| Task details |
Copy the lines below word for word, starting at the line that contains "lookup woman in red jacket" and continuing through the very last line.

| The records |
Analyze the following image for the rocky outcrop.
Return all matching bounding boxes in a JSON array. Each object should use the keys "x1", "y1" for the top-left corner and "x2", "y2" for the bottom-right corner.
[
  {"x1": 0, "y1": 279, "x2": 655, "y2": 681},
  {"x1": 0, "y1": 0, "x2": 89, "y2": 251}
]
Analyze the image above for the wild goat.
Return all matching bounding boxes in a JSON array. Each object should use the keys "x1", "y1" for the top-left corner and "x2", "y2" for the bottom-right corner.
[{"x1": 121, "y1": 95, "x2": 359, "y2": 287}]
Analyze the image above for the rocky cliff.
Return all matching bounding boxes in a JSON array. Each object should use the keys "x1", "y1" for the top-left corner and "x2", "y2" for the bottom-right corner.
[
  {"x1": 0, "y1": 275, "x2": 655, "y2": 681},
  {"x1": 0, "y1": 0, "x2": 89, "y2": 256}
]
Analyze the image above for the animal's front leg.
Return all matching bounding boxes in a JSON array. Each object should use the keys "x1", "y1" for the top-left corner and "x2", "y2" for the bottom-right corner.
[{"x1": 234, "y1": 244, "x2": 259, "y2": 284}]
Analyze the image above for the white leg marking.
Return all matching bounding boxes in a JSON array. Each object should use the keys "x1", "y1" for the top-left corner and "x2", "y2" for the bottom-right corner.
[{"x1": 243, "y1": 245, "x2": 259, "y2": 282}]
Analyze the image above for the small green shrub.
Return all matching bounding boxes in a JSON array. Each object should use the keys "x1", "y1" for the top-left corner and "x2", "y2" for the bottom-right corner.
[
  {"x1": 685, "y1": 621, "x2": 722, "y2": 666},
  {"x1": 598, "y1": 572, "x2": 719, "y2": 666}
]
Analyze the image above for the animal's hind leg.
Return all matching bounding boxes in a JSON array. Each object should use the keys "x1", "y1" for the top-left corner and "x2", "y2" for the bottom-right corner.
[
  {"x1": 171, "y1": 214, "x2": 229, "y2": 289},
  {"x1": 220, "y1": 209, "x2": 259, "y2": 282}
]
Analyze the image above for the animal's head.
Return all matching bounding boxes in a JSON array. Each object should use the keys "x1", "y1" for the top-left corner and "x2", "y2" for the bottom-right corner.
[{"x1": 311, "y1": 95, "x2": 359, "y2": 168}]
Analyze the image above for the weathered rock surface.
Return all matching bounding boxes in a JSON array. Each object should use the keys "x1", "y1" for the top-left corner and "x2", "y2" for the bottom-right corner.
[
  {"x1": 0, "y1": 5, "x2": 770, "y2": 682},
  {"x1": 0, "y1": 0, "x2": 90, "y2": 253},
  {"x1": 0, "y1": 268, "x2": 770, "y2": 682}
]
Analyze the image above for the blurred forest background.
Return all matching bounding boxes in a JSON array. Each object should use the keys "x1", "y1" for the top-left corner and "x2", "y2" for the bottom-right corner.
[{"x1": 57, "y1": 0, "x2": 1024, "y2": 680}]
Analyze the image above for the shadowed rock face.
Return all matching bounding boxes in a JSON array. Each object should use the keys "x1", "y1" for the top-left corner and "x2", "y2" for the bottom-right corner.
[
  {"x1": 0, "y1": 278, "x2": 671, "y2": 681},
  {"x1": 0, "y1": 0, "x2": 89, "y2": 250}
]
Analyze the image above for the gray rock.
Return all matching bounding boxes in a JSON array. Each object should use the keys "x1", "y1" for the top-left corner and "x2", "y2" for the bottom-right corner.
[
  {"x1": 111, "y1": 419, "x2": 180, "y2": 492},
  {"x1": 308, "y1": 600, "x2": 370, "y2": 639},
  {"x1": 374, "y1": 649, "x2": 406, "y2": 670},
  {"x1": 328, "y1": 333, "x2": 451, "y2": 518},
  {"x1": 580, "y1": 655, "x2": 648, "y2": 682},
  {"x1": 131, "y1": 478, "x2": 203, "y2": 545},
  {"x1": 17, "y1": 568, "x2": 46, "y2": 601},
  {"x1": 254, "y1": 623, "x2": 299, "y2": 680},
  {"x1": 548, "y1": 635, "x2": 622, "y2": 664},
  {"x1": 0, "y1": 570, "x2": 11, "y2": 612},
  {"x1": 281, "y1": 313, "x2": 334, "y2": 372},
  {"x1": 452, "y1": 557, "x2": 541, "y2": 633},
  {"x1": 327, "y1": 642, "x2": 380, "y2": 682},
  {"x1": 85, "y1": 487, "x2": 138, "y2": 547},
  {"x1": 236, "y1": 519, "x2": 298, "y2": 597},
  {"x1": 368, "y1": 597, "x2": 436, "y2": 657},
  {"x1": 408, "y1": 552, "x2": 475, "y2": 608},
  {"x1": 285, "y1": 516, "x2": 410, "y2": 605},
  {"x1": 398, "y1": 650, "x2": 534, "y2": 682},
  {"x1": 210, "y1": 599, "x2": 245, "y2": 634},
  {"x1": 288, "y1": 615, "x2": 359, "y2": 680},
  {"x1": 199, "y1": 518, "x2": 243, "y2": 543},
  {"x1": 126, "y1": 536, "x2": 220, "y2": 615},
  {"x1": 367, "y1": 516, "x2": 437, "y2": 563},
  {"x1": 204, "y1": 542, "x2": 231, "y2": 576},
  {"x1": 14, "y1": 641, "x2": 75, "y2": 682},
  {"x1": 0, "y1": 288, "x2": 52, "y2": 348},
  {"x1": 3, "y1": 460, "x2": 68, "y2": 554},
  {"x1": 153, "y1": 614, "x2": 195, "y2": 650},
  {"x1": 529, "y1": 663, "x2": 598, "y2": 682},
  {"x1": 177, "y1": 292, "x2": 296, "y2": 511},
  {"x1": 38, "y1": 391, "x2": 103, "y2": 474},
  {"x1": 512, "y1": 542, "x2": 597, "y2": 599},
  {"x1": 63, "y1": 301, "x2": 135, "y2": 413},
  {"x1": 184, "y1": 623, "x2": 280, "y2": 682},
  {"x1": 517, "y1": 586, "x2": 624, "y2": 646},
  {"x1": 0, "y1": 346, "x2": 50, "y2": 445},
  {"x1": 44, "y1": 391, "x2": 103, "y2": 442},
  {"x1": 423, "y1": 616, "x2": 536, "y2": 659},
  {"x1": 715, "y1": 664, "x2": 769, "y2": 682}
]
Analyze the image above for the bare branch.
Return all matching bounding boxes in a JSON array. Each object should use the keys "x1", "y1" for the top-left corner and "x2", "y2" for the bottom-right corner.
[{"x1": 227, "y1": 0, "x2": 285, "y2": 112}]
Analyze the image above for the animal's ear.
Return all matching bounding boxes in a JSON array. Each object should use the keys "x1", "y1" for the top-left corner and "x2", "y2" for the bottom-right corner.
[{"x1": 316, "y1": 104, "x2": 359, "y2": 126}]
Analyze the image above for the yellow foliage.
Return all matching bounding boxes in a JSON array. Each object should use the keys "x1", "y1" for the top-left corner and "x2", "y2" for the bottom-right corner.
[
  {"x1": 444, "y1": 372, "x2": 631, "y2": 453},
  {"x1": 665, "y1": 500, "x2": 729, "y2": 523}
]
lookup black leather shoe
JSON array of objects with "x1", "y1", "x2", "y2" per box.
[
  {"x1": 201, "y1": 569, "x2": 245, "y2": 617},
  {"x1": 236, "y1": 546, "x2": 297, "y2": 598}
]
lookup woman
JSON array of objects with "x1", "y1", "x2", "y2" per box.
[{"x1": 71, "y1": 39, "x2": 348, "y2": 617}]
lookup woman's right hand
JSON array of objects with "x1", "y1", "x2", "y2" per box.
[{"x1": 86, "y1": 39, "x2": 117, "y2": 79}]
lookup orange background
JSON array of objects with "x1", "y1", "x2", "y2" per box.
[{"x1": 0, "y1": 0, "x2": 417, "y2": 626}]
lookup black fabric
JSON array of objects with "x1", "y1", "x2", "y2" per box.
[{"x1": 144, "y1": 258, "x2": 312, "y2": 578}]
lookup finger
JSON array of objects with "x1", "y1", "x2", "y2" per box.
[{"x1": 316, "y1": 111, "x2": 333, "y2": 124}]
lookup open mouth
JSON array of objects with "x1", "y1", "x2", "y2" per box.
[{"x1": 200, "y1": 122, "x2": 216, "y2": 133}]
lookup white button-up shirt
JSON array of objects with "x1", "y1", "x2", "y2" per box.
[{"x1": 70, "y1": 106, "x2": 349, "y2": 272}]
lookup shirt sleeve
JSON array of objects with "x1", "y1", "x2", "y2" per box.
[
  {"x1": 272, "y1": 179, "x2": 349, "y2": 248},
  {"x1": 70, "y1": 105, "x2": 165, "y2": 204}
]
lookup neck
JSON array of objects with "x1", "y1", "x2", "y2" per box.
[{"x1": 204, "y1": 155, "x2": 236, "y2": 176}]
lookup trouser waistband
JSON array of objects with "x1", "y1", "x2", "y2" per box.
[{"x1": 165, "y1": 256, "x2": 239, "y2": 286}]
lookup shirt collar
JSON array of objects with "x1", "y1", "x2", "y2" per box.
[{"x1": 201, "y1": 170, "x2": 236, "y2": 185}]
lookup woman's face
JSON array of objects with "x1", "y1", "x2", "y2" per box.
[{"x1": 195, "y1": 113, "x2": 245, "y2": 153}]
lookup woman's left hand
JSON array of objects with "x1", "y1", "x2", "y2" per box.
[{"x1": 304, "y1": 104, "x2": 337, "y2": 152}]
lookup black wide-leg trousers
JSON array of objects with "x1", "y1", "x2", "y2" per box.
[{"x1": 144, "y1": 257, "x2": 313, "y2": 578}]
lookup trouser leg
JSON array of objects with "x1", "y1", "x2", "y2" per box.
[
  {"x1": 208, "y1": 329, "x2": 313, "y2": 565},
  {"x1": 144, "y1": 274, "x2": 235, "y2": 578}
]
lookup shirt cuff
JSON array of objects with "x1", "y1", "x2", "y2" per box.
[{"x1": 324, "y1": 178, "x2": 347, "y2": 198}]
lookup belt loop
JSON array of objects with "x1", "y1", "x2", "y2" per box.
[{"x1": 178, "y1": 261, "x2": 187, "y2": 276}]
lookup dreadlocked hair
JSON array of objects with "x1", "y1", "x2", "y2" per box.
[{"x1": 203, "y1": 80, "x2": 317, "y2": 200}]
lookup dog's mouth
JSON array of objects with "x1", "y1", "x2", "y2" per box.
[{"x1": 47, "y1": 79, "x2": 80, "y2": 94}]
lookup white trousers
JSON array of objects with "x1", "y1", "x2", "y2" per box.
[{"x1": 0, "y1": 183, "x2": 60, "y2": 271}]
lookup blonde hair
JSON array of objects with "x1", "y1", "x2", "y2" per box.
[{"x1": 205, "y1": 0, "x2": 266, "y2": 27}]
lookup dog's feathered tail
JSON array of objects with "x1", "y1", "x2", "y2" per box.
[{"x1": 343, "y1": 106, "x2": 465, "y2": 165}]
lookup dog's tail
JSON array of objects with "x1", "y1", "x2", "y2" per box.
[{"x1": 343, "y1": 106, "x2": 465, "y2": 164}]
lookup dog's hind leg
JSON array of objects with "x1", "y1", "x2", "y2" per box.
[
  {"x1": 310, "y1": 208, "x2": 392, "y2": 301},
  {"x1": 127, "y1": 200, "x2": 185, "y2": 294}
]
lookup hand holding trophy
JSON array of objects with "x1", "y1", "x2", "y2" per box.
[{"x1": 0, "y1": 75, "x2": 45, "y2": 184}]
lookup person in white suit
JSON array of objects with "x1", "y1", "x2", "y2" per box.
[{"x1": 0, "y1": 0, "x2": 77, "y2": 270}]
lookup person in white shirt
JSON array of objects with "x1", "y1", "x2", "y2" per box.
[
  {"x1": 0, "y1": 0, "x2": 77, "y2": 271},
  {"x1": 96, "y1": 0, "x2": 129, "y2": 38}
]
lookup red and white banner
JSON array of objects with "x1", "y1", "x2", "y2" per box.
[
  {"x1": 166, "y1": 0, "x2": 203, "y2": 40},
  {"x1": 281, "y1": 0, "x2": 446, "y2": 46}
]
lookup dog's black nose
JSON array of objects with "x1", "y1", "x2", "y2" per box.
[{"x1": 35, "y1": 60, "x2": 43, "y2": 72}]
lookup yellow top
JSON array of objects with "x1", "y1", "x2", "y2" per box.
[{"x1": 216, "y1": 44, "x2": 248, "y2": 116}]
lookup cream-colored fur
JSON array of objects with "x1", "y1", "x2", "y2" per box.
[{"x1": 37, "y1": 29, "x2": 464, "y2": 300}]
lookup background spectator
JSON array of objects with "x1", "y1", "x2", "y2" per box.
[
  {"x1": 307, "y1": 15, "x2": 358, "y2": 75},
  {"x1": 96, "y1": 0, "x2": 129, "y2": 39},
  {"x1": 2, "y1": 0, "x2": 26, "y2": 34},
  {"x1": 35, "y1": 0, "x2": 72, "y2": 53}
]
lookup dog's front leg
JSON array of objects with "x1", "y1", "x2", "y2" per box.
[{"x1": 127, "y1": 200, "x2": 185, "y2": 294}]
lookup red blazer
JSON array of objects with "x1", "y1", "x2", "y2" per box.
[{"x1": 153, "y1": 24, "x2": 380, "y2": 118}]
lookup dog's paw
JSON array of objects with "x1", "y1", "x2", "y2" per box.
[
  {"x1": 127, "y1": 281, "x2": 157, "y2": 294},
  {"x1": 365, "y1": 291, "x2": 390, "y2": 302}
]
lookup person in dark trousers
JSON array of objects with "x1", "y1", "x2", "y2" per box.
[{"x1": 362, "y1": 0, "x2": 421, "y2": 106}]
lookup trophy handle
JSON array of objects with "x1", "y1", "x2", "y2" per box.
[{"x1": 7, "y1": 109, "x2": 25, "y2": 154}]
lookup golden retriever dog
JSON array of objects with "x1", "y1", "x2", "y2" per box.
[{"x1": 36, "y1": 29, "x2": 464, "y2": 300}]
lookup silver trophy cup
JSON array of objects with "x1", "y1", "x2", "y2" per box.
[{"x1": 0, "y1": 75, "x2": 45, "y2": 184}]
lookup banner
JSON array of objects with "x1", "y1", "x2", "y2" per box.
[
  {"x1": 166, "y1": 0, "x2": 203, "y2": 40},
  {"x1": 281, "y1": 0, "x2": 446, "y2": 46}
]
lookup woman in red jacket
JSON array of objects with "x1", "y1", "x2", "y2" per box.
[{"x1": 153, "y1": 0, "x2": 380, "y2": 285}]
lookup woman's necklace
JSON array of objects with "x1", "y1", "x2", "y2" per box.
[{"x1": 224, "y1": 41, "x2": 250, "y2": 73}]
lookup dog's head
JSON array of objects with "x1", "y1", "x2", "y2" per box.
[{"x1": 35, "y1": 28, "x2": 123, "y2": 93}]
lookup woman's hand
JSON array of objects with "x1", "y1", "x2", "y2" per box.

| Result below |
lookup woman in red jacket
JSON array of objects with "x1", "y1", "x2", "y2" per box.
[{"x1": 153, "y1": 0, "x2": 380, "y2": 285}]
lookup woman's necklace
JSON array of objects with "x1", "y1", "x2", "y2" per box.
[{"x1": 224, "y1": 41, "x2": 250, "y2": 73}]
lookup dog's head
JSON array of objects with "x1", "y1", "x2", "y2" per box.
[{"x1": 35, "y1": 28, "x2": 123, "y2": 93}]
lookup woman's hand
JSON array of objects with "x1", "y1", "x2", "y2" per box.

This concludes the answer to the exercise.